> **Exercise description**: Copy the listing below line for line, keeping every character unchanged.
===== Provided records
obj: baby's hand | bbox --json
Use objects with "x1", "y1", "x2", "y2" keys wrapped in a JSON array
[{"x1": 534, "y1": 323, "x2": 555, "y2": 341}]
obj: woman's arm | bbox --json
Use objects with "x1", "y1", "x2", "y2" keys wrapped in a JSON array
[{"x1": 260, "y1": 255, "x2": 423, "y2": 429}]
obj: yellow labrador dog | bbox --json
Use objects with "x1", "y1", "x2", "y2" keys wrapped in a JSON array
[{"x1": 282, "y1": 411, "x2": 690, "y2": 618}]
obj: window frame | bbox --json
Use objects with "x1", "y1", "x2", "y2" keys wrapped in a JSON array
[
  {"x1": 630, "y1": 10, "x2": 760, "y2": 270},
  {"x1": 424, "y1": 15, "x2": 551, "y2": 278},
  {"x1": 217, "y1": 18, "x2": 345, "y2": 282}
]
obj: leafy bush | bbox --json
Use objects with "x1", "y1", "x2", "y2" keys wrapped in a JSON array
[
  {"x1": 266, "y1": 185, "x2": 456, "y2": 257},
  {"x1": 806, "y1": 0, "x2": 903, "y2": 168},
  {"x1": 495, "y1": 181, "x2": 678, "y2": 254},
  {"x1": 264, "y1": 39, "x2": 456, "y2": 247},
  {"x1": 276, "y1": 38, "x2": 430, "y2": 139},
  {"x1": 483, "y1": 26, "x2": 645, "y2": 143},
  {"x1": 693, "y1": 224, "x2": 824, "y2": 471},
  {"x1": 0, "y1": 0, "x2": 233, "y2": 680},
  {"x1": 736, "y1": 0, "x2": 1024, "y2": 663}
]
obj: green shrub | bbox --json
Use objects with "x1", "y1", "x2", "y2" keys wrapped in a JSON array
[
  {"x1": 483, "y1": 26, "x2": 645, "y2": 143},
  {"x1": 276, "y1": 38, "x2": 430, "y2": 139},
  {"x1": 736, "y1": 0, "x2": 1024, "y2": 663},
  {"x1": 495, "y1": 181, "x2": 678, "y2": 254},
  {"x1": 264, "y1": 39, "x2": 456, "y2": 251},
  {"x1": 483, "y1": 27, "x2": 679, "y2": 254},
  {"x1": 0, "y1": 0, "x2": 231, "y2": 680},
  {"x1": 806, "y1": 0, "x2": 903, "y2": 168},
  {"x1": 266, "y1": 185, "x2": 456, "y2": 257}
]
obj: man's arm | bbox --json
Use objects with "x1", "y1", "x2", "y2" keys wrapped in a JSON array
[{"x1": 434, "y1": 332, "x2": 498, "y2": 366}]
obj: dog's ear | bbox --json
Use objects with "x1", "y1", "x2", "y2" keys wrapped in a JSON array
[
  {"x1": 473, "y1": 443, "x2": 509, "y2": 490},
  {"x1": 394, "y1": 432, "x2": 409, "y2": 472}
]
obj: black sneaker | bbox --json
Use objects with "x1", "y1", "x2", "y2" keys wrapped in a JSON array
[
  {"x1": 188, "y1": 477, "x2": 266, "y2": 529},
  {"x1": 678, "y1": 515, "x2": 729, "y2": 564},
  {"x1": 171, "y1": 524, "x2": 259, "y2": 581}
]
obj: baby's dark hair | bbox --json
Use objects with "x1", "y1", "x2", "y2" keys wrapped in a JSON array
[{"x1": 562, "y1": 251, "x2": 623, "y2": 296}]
==========
> **Expected answer**:
obj: baby's hand | bbox --json
Use objects with "x1", "y1", "x2", "y2" keys wrapped in a JSON array
[{"x1": 534, "y1": 323, "x2": 555, "y2": 341}]
obj: woman's arm | bbox --json
Use objects with "x1", "y1", "x2", "y2" keys wrapped in a JSON array
[{"x1": 260, "y1": 255, "x2": 423, "y2": 429}]
obj: yellow labrador dog | bbox --json
Use objects with "x1", "y1", "x2", "y2" keys wrapped in a JSON array
[{"x1": 282, "y1": 411, "x2": 690, "y2": 618}]
obj: window frame | bbox --json
Use objects with "x1", "y1", "x2", "y2" keys wrapped in a JSON array
[
  {"x1": 630, "y1": 10, "x2": 760, "y2": 270},
  {"x1": 424, "y1": 15, "x2": 551, "y2": 278},
  {"x1": 217, "y1": 18, "x2": 345, "y2": 282}
]
obj: leafy bush | bbox --json
Use objects with "x1", "y1", "x2", "y2" keys wrapped in a JSON array
[
  {"x1": 266, "y1": 185, "x2": 456, "y2": 257},
  {"x1": 806, "y1": 0, "x2": 903, "y2": 168},
  {"x1": 495, "y1": 181, "x2": 678, "y2": 254},
  {"x1": 264, "y1": 39, "x2": 456, "y2": 247},
  {"x1": 276, "y1": 38, "x2": 430, "y2": 139},
  {"x1": 483, "y1": 26, "x2": 645, "y2": 143},
  {"x1": 693, "y1": 224, "x2": 824, "y2": 471},
  {"x1": 0, "y1": 0, "x2": 233, "y2": 680},
  {"x1": 736, "y1": 0, "x2": 1024, "y2": 663}
]
obj: green shrub | bbox --json
Use objects with "x1", "y1", "x2", "y2" keys wrapped in a JSON array
[
  {"x1": 483, "y1": 26, "x2": 645, "y2": 143},
  {"x1": 276, "y1": 38, "x2": 430, "y2": 139},
  {"x1": 736, "y1": 0, "x2": 1024, "y2": 663},
  {"x1": 495, "y1": 181, "x2": 678, "y2": 254},
  {"x1": 264, "y1": 39, "x2": 456, "y2": 251},
  {"x1": 483, "y1": 27, "x2": 679, "y2": 254},
  {"x1": 0, "y1": 0, "x2": 231, "y2": 680},
  {"x1": 806, "y1": 0, "x2": 903, "y2": 168},
  {"x1": 266, "y1": 185, "x2": 456, "y2": 257}
]
obj: man's arm | bbox --json
Use objects with "x1", "y1", "x2", "y2" keys wrapped in a JSON array
[{"x1": 434, "y1": 332, "x2": 498, "y2": 366}]
obj: dog's ear | bbox --json
Use objects with "x1", "y1", "x2", "y2" keys wrapped in a JSON array
[
  {"x1": 473, "y1": 443, "x2": 509, "y2": 490},
  {"x1": 394, "y1": 432, "x2": 409, "y2": 472}
]
obj: black sneaker | bbox --json
Use objects with "x1", "y1", "x2", "y2" keys wrapped in a JSON array
[
  {"x1": 188, "y1": 477, "x2": 266, "y2": 529},
  {"x1": 678, "y1": 515, "x2": 729, "y2": 564},
  {"x1": 171, "y1": 524, "x2": 259, "y2": 581}
]
obj: baby's dark hair | bbox --json
Use objects with "x1", "y1", "x2", "y2" keys wrapped in a JSON array
[{"x1": 562, "y1": 251, "x2": 623, "y2": 296}]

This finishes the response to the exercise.